# Stored rows start
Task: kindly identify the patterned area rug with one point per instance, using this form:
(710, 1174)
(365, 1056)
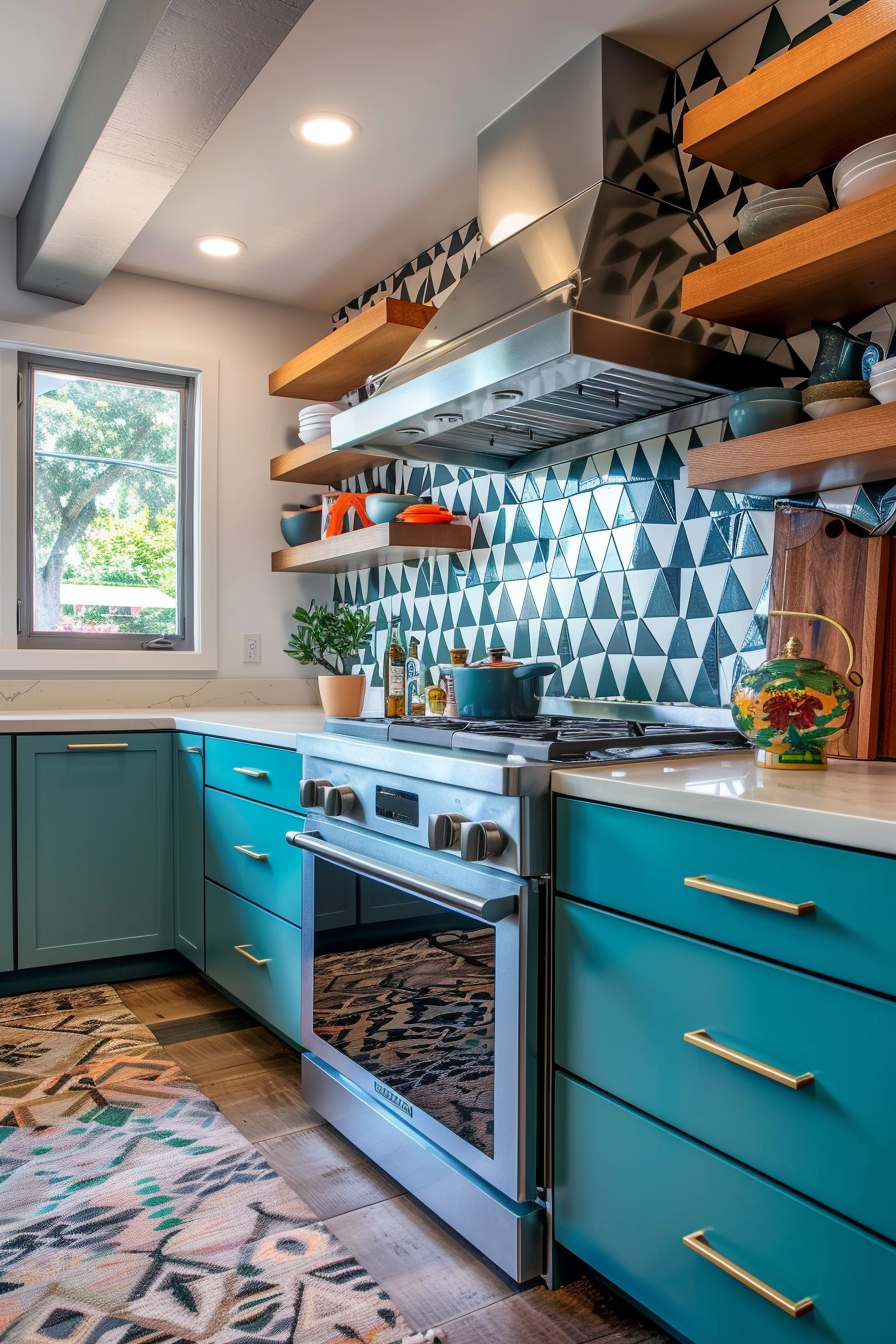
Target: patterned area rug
(133, 1212)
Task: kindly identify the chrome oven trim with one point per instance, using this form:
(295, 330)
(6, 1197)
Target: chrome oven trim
(512, 1169)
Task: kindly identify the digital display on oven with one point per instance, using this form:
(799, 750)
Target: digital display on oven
(398, 807)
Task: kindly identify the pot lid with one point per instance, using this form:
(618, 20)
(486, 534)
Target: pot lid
(497, 659)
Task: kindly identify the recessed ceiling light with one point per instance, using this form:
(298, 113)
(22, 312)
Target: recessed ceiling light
(215, 246)
(325, 128)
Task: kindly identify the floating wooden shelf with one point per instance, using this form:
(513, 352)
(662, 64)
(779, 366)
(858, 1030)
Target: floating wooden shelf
(367, 344)
(840, 264)
(368, 547)
(319, 464)
(813, 456)
(806, 108)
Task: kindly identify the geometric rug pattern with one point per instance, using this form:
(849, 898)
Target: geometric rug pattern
(133, 1212)
(610, 566)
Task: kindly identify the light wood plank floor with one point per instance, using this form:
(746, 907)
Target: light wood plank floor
(434, 1278)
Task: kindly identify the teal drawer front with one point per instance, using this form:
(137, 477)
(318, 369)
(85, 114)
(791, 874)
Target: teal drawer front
(626, 993)
(266, 774)
(628, 1191)
(7, 958)
(270, 989)
(235, 829)
(636, 862)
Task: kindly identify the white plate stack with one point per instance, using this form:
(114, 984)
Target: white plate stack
(883, 381)
(313, 421)
(865, 171)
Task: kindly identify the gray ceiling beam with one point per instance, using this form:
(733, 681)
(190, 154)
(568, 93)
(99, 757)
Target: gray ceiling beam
(156, 81)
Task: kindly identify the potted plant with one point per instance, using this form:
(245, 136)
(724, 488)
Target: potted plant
(333, 640)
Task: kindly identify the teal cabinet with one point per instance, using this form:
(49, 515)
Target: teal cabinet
(630, 992)
(94, 846)
(637, 862)
(7, 950)
(255, 957)
(246, 851)
(265, 774)
(188, 837)
(628, 1191)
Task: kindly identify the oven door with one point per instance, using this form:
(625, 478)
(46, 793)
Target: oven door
(419, 985)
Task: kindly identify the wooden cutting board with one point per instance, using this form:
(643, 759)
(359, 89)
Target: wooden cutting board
(826, 563)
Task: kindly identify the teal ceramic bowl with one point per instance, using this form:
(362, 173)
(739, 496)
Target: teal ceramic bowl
(765, 407)
(386, 508)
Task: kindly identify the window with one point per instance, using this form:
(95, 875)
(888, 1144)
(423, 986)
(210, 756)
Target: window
(106, 480)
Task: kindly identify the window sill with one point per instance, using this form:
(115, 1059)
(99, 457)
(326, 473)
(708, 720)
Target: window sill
(147, 663)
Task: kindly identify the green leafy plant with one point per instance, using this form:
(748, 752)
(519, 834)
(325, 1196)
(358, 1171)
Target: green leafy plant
(329, 639)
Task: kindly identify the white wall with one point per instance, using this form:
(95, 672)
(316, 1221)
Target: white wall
(249, 339)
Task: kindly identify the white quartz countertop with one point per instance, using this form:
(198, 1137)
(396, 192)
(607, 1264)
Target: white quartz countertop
(273, 727)
(853, 803)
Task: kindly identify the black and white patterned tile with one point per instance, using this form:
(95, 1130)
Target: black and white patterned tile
(636, 585)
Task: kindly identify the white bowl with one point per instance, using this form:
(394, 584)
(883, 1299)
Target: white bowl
(838, 406)
(867, 183)
(859, 159)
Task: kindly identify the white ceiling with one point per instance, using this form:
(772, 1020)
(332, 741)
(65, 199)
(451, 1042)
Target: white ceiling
(40, 47)
(421, 77)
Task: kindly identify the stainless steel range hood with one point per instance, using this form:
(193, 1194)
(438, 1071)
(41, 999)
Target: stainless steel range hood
(570, 320)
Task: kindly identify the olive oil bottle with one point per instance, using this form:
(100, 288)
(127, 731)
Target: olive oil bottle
(394, 672)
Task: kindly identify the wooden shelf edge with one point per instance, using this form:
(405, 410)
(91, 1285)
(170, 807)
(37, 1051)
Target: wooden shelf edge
(370, 547)
(838, 264)
(812, 456)
(808, 106)
(319, 464)
(348, 355)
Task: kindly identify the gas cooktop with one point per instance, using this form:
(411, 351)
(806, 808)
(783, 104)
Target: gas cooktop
(546, 738)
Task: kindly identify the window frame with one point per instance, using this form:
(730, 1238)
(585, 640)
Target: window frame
(143, 375)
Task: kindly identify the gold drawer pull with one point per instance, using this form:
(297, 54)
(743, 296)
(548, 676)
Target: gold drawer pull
(752, 898)
(704, 1040)
(98, 746)
(255, 961)
(697, 1242)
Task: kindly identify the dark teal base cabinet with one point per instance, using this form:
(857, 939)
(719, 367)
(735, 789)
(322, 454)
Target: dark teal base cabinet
(629, 1190)
(190, 867)
(94, 847)
(7, 950)
(724, 1133)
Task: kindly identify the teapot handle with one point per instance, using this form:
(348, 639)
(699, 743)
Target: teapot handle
(856, 678)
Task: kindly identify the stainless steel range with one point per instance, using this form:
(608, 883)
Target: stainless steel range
(425, 918)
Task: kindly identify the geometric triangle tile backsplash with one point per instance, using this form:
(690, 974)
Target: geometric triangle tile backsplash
(610, 566)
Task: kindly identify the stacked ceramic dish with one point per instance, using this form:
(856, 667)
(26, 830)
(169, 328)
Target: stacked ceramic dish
(865, 171)
(883, 381)
(313, 421)
(777, 211)
(825, 399)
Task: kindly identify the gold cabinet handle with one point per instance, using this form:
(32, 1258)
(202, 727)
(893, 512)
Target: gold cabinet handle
(255, 961)
(704, 1040)
(752, 898)
(98, 746)
(697, 1242)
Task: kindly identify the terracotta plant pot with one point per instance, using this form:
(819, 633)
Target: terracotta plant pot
(343, 696)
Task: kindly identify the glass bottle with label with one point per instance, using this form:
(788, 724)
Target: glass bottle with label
(394, 672)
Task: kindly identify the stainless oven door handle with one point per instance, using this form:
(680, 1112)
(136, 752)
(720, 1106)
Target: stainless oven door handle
(490, 909)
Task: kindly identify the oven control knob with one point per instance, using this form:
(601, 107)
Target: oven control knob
(481, 840)
(309, 792)
(337, 800)
(445, 829)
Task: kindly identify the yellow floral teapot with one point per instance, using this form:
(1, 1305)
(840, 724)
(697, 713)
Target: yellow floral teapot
(791, 707)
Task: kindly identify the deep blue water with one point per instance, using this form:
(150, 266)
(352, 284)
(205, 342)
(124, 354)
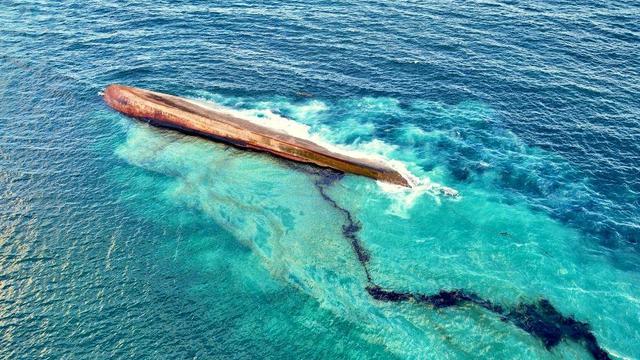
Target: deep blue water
(121, 240)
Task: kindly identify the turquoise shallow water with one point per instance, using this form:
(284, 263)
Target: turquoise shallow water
(122, 240)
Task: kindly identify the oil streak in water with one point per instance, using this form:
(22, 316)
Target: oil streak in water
(540, 319)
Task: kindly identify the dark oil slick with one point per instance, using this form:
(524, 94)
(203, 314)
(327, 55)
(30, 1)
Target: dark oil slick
(540, 319)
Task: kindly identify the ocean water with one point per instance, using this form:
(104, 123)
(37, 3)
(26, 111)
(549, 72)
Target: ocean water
(121, 240)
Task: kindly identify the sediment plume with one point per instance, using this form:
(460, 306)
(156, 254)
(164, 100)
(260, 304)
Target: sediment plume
(190, 117)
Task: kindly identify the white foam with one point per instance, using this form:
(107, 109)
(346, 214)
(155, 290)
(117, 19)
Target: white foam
(376, 151)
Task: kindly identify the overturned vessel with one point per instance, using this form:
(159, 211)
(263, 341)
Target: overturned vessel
(193, 118)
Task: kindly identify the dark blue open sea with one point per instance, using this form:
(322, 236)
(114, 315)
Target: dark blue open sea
(121, 240)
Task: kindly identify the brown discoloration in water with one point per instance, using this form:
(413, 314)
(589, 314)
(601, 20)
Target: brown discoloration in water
(173, 112)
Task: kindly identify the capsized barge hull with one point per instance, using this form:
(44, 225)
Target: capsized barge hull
(173, 112)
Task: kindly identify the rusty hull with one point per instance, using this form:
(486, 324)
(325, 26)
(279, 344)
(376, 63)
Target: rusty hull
(181, 114)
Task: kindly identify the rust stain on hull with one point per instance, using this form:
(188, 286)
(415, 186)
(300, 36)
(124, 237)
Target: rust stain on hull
(177, 113)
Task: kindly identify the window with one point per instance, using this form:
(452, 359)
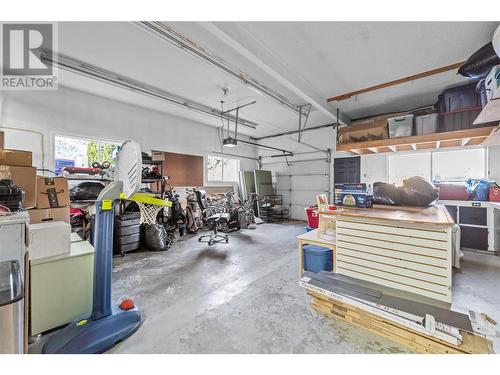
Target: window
(407, 165)
(457, 165)
(222, 169)
(75, 152)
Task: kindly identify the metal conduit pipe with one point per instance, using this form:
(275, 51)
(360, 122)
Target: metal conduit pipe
(79, 67)
(166, 33)
(298, 161)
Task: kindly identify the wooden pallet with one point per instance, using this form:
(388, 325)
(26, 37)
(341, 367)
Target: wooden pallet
(472, 344)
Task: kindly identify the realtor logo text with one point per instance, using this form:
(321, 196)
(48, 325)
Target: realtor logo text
(27, 49)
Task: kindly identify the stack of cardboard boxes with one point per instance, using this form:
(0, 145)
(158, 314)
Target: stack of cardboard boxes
(52, 200)
(17, 166)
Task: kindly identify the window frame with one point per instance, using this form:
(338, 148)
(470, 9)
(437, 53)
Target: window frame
(485, 160)
(80, 138)
(486, 171)
(217, 181)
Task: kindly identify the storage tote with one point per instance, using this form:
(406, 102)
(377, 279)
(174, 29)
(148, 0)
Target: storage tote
(400, 126)
(316, 258)
(426, 124)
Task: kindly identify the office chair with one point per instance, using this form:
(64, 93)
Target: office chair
(213, 218)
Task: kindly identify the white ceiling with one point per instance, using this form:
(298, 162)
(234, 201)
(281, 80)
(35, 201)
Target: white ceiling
(322, 59)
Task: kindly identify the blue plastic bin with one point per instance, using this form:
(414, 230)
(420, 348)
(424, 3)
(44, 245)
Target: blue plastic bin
(316, 258)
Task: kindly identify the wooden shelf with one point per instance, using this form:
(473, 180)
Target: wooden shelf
(466, 137)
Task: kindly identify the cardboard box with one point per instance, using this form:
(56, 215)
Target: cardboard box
(367, 129)
(49, 239)
(24, 178)
(353, 195)
(52, 192)
(157, 156)
(43, 215)
(16, 158)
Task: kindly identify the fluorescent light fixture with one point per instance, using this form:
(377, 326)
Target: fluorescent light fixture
(229, 142)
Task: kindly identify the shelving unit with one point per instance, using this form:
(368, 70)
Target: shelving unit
(419, 142)
(157, 181)
(479, 222)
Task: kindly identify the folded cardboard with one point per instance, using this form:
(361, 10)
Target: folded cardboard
(52, 192)
(49, 239)
(24, 178)
(16, 158)
(49, 214)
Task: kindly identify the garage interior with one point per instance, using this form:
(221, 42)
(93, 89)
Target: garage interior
(241, 187)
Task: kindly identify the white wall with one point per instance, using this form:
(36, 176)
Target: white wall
(307, 178)
(373, 168)
(75, 113)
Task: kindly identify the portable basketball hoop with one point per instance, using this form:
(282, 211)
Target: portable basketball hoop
(108, 324)
(149, 206)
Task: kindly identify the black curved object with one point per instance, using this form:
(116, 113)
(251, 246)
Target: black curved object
(479, 64)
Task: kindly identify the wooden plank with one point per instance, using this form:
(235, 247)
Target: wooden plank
(433, 248)
(432, 216)
(383, 311)
(471, 343)
(413, 77)
(438, 235)
(409, 286)
(396, 253)
(490, 112)
(358, 319)
(426, 138)
(376, 330)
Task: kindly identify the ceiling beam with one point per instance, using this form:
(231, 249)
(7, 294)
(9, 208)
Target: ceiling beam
(169, 35)
(92, 71)
(223, 37)
(396, 82)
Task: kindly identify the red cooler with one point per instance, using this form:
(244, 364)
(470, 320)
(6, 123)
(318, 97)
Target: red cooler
(494, 194)
(312, 217)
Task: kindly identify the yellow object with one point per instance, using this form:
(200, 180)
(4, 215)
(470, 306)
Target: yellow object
(148, 199)
(107, 205)
(322, 202)
(327, 225)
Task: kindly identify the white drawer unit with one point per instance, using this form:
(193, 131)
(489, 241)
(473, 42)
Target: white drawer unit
(415, 258)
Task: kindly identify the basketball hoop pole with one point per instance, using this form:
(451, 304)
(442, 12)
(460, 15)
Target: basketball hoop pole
(105, 327)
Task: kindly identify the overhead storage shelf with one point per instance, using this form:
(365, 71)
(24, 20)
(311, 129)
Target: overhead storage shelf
(466, 137)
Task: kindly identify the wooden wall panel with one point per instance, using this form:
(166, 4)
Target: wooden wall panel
(183, 169)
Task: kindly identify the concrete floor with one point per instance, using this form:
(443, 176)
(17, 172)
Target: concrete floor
(243, 297)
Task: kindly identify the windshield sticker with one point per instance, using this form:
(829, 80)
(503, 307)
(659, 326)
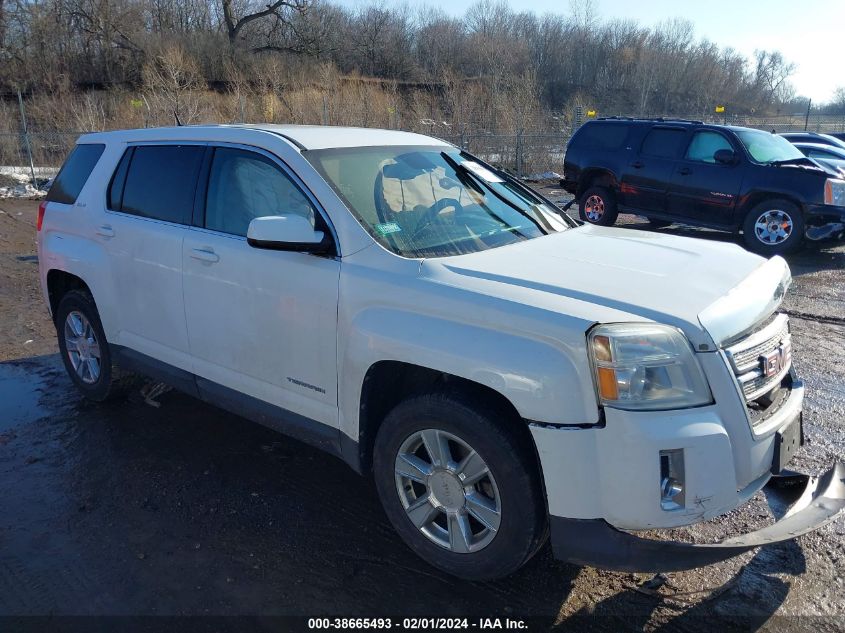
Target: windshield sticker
(387, 228)
(481, 171)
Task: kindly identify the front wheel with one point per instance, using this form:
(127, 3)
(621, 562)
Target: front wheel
(460, 485)
(773, 227)
(598, 206)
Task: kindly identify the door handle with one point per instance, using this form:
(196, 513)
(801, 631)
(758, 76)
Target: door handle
(205, 255)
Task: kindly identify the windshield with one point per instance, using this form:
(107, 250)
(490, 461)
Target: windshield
(433, 201)
(765, 147)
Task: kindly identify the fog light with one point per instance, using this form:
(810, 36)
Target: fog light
(672, 495)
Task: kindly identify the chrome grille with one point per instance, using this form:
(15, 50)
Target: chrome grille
(762, 359)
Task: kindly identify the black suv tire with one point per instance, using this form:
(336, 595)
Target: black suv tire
(514, 484)
(107, 381)
(773, 227)
(598, 206)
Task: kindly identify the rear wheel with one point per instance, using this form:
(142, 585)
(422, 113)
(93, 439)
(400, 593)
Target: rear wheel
(773, 227)
(460, 485)
(598, 206)
(85, 351)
# Stored rows end
• _Your instructions_
Exactly reproduce the lines beginning at the one that contains "Task: kindly identify the overhead" and ending at the final line of the material, with the pictures left out.

• _Answer to the exercise_
Task: kindly identify the overhead storage shelf with one point per instance, using this form:
(365, 71)
(24, 20)
(311, 129)
Target: overhead storage shelf
(466, 137)
Task: kindly identify the wooden wall panel with one point per instance, using this form:
(166, 4)
Target: wooden wall panel
(183, 169)
Task: kindly identify the concrete floor with one point per instance, using this form:
(443, 176)
(17, 172)
Target: concrete floor
(243, 297)
Task: kindly identify the windshield sticker with one point per instance, using this form:
(829, 80)
(503, 307)
(659, 326)
Target: windshield sticker
(387, 228)
(481, 171)
Task: kindly identify the front wheel with one point per instance, using this form:
(127, 3)
(621, 562)
Target: front wheel
(460, 485)
(773, 227)
(598, 206)
Task: kindly identify the door handle with one point per instance, using this form:
(196, 513)
(801, 631)
(758, 76)
Target: door handle
(205, 255)
Task: kindly identify the windshield with one point per instance, using this form:
(107, 250)
(490, 461)
Target: windshield
(433, 201)
(765, 147)
Task: kindly identify the fog light with one point per instance, using this form:
(810, 36)
Target: fog light
(672, 495)
Task: kindly identify the chrome grille with one point per instance, using this form:
(15, 50)
Target: chrome grille
(762, 359)
Task: kindly identify the black suv tire with one point per instance, using this form:
(336, 595)
Target: black suv tire
(514, 484)
(107, 381)
(773, 227)
(598, 206)
Task: kindly identify the rear wheel with one point per instance, using this form:
(142, 585)
(422, 113)
(93, 439)
(400, 593)
Target: rear wheel
(773, 227)
(460, 485)
(598, 206)
(85, 351)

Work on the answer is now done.